GOAL: Output the entries below exactly as written, omitting pictures.

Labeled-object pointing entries

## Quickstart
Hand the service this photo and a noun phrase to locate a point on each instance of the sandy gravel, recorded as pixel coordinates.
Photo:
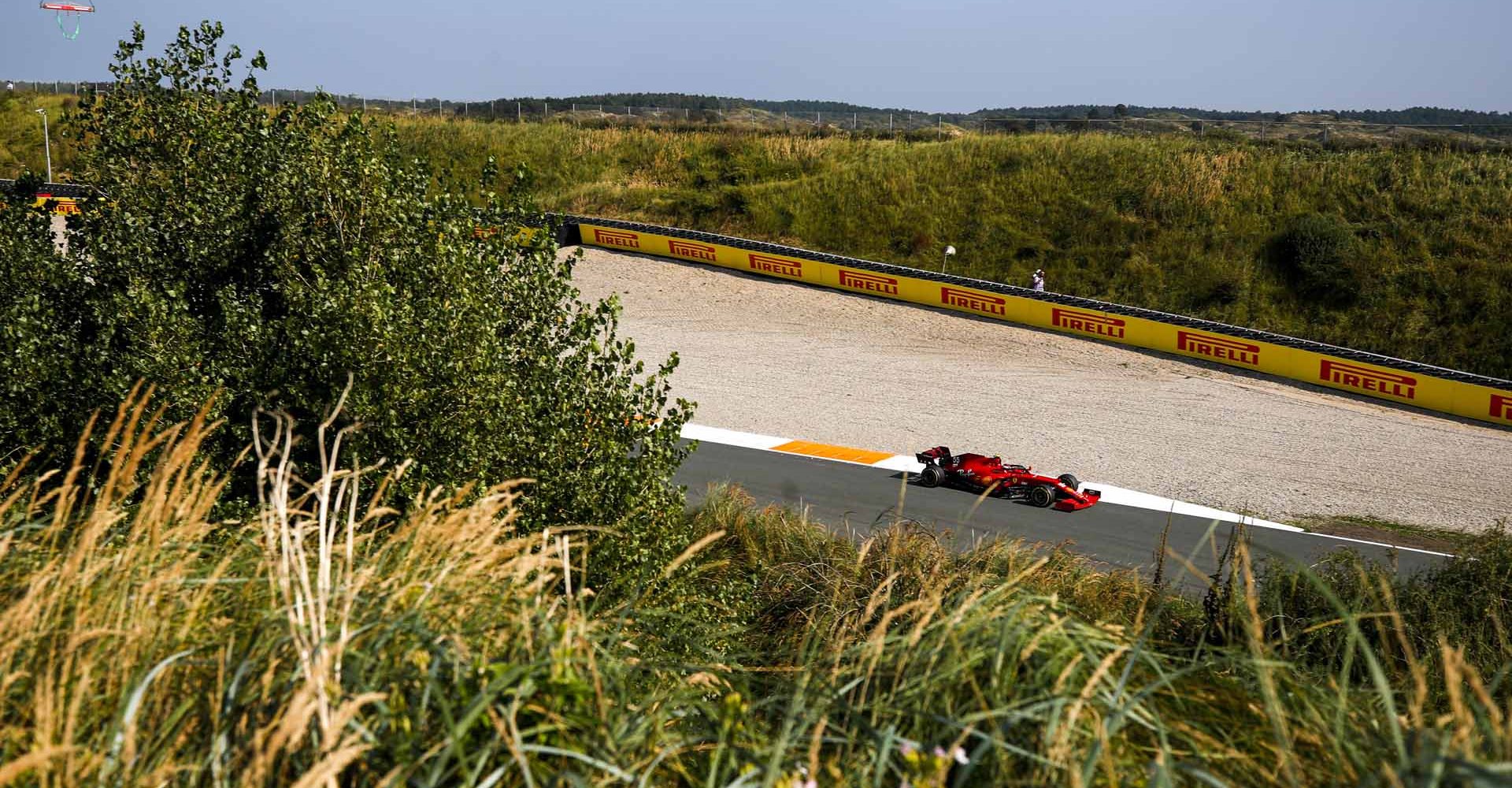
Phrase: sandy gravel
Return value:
(791, 360)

TASK SOLUTION:
## Quickstart
Hand the service this photo and a noun phrase to locate a point on each instance of the sandy gravel, recorded as pixel coordinates.
Photo:
Phrase: sandy gravel
Return value:
(791, 360)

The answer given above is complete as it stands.